◆ **Text**
====
# what would you be in the warhammer 40000 universe?



## captain wood (Dec 4, 2010)

what would you be in the 40k univers a necron lord? a ork even a dameon? or a private in the imperial guard? if i was in nthe 40k universe i would be a chaplain in termanator armour  or a imperial guard sargent with chainsawed and las pistol or lasgun either way put up my bayonets and run head first into something that propbly wouldnt live XD


----------



## Abomination (Jul 6, 2008)

Now that I think about it, quite a few things I would be happy with:

- Grey Hunter
- Rune Priest
- Wolf Guard
- ThunderWolf
- Wolf Lord


----------



## captain wood (Dec 4, 2010)

basicly anything spacewolfs related


----------



## MidnightSun (Feb 10, 2009)

A Deff Dread... eat everything through a straw! AWESOME!

Midnight


----------



## the Autarch (Aug 23, 2009)

tank commander in IG. any kinda tank, im not fussy


----------



## Vrykolas2k (Jun 10, 2008)

Dark Eldar Archon.


----------



## angelXD19 (Feb 11, 2010)

one of these two

dark apostle for the word bearers ( cooler chaplains )

or

Grey knight Grandmaster


----------



## Doelago (Nov 29, 2009)

A Space Marine? If not that, then I would be an Inquisitor... And if not that, well then I would be an Imperial Priest... Basically anything/anyone that puts all his faith in the holy Emperor... I fight in his name, and no one will stand in His way...


----------



## Boc (Mar 19, 2010)

I'd probably be typing behind a cogitator until I died.

Nah, Imperial Guard Artillery commander... oh wait...


----------



## Tyrannus (Sep 19, 2010)

Khorne Bezerker/Warlord. Life would be so simple.
Hack, Hack, Hack, Hack, Hack, Hack, Hack; I can be a Daemon Prince now? AWESOME.


----------



## jimbob1254 (Apr 22, 2009)

I have decided that it would be epic and funny to be a squig 
Seriously though i would love to be a libby or a chaos sorcerer 

Jimbob


----------



## search116 (Aug 9, 2010)

most of us would probably be guardsmen but I would be happy as a farmer on a paradise planet.


----------



## Daniel Harper (May 25, 2008)

Be drafted into the Guard, then I'd either be a driver or loader of a mighty Leman Russ. My devotion to the Immortal Emperor shall shine from the barrels of its guns.


----------



## DestroyerHive (Dec 22, 2009)

Jeff Juggs :biggrin:. If you don't get the reference, don't comment.


----------



## coke123 (Sep 4, 2010)
====
◆ **Written instruction A**
In the entries, from the line with "of the grass" up to and including the line with "point(925, 131)", change "shelf-audit log" to "inventory log" and give those lines again with nothing else altered.
The thread and the entries after it come from separate, unrelated sources.
====
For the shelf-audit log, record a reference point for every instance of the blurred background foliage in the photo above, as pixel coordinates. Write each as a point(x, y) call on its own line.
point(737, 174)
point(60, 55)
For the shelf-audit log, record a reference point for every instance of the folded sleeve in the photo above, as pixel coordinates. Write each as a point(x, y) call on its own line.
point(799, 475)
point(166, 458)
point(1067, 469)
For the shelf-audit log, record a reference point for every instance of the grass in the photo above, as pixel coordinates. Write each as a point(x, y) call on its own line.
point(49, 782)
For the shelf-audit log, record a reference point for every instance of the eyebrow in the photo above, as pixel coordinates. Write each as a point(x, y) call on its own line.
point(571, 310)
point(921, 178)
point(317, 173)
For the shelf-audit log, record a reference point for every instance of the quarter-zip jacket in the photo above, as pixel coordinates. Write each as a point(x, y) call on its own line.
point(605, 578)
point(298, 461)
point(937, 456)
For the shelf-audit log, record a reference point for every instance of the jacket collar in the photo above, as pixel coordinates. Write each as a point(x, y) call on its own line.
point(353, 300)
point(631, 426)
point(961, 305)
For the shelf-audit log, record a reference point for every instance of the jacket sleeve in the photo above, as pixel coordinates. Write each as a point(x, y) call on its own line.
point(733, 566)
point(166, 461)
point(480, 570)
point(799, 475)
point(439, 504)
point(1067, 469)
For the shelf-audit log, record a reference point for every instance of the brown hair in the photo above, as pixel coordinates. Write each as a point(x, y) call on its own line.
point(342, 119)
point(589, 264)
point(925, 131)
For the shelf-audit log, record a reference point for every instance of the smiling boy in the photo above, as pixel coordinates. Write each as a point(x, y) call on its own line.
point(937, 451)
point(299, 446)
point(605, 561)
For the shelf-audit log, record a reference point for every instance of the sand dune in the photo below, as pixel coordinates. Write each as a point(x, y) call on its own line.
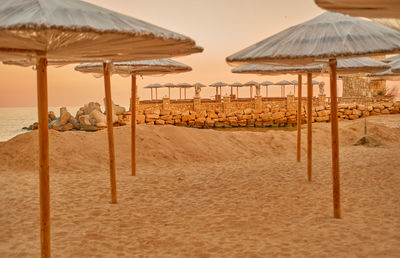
====
◆ **Written instruction B**
Continue the forum thread about what people would be in the Warhammer 40,000 universe from the point where it stops.

◆ **Written reply A**
For the inventory log, record a reference point for every instance of the grass in the photo above, as pixel coordinates. Write each as a point(x, y) call on its own line.
point(49, 782)
For the inventory log, record a reference point for every instance of the eyebrow in the photo above, as pixel coordinates. Write each as a point(x, y) call on its own line.
point(571, 310)
point(921, 178)
point(317, 173)
For the inventory log, record a reference point for every instance of the quarter-zip jacket in the photo above, as pixel coordinates. Write each as a point(x, y) call on its own line.
point(605, 578)
point(298, 461)
point(937, 456)
For the inventory log, record a reference point for every instance of the jacket collar in the photo above, as pixel coordinates. Write each as a point(x, y) call on its own line.
point(353, 300)
point(631, 426)
point(961, 305)
For the inventory log, record a reference point for every instance of the jacket sleeve in the photo above, as pixel coordinates. Write each as a point(x, y) call on its own line.
point(733, 566)
point(166, 461)
point(480, 570)
point(799, 475)
point(439, 504)
point(1067, 469)
For the inventory log, record a reference point for every instance of the brown hair in the photo above, as pixel coordinates. Write each as a point(x, y) call on its own line.
point(342, 119)
point(589, 264)
point(925, 131)

◆ **Written reply B**
search116 said:


> most of us would probably be guardsmen but I would be happy as a farmer on a paradise planet.


Yeah, this was my initial thought too. In order, I would be:

1) The Emperor, pre heresy- cause hindsight is 20/20, isn't it? I assume I retain all my current knowledge, so I'll just give Horus a colossal kick in the nuts before he vegetates me.

2) Yeah, a horticulturalist. I'm not that in to fighting.

3) Grey Knight Grandmaster- Cause if I've gotta fight, i might as well be the biggest badass in town

4) An Eldar Pathfinder/Ranger- I like to travel

5) A Tau Shas'O/Shas'vre? One of the battlesuit commanders. Cause gundams are kewl!


----------



## Oly1987 (Aug 14, 2010)

*for the emperor!*

I'd deffinately have to say a Vindicare Assassin. The pinnicle of sharp shooting


----------



## kharn-the-betrayer (Jul 16, 2010)

Khorne Berserker or Space Wolf Blood Claw, can't decide.


----------



## darknightdrako (Mar 26, 2010)

The Hive Mind...
or
A Warsmith and threaten my dark adept to reverse engineer some imperial/xeno tech.


----------



## gundamboy195 (Aug 17, 2010)

For me? probably a Commissar.


----------



## Bhaal006 (Apr 11, 2010)

Librarian, for the LAZORZ!1!11!!


----------



## Oly1987 (Aug 14, 2010)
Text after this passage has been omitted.